BRIEF —
Retype every line of the records below, keeping each character unchanged.

==================================================

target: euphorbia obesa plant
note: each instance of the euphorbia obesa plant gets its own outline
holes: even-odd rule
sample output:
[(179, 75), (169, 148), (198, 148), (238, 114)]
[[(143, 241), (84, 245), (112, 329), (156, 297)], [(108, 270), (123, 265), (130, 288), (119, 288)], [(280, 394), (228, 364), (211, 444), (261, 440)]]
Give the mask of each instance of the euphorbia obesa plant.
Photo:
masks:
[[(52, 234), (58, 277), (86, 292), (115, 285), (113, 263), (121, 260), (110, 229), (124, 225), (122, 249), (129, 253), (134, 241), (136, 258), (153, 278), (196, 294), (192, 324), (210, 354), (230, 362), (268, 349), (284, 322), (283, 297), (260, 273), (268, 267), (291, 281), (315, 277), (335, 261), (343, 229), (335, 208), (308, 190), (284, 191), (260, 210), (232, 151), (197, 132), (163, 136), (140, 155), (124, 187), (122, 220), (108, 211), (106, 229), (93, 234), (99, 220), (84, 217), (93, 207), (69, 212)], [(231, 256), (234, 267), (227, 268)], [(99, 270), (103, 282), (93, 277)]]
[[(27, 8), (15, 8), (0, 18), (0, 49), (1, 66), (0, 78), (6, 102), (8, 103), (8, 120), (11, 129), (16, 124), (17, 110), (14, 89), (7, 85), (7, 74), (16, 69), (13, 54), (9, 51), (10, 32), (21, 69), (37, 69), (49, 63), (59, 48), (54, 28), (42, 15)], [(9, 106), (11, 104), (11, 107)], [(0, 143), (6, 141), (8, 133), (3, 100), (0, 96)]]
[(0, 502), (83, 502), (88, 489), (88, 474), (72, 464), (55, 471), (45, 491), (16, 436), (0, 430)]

==================================================

TASK OUTPUT —
target: euphorbia obesa plant
note: each instance of the euphorbia obesa plant gets its own outline
holes: even-odd rule
sample output:
[(179, 75), (169, 148), (198, 148), (238, 114)]
[[(143, 241), (84, 245), (112, 329), (156, 297)], [(108, 270), (123, 265), (130, 288), (119, 288)], [(280, 394), (228, 364), (211, 444), (261, 440)]]
Give the mask of each instance of the euphorbia obesa plant.
Photo:
masks:
[[(52, 234), (58, 277), (86, 292), (115, 285), (113, 263), (121, 260), (110, 229), (124, 225), (122, 249), (129, 253), (134, 241), (136, 258), (153, 278), (196, 294), (192, 324), (210, 354), (230, 362), (268, 349), (284, 322), (283, 297), (260, 273), (268, 267), (291, 281), (315, 277), (335, 261), (343, 229), (335, 208), (308, 190), (284, 191), (260, 210), (232, 151), (197, 132), (163, 136), (140, 155), (124, 187), (122, 220), (108, 211), (106, 229), (93, 234), (99, 220), (84, 217), (93, 207), (69, 212)], [(231, 256), (234, 267), (227, 268)], [(99, 270), (103, 282), (93, 277)]]
[[(27, 8), (15, 8), (0, 18), (0, 49), (1, 66), (0, 78), (6, 102), (8, 103), (8, 120), (11, 129), (16, 124), (17, 110), (14, 89), (7, 85), (7, 74), (16, 69), (13, 54), (9, 51), (10, 32), (21, 69), (37, 69), (49, 63), (59, 48), (54, 28), (42, 15)], [(9, 106), (11, 104), (11, 107)], [(0, 143), (6, 141), (8, 133), (3, 100), (0, 96)]]
[(0, 502), (83, 502), (88, 489), (88, 474), (72, 464), (55, 471), (45, 491), (16, 436), (0, 430)]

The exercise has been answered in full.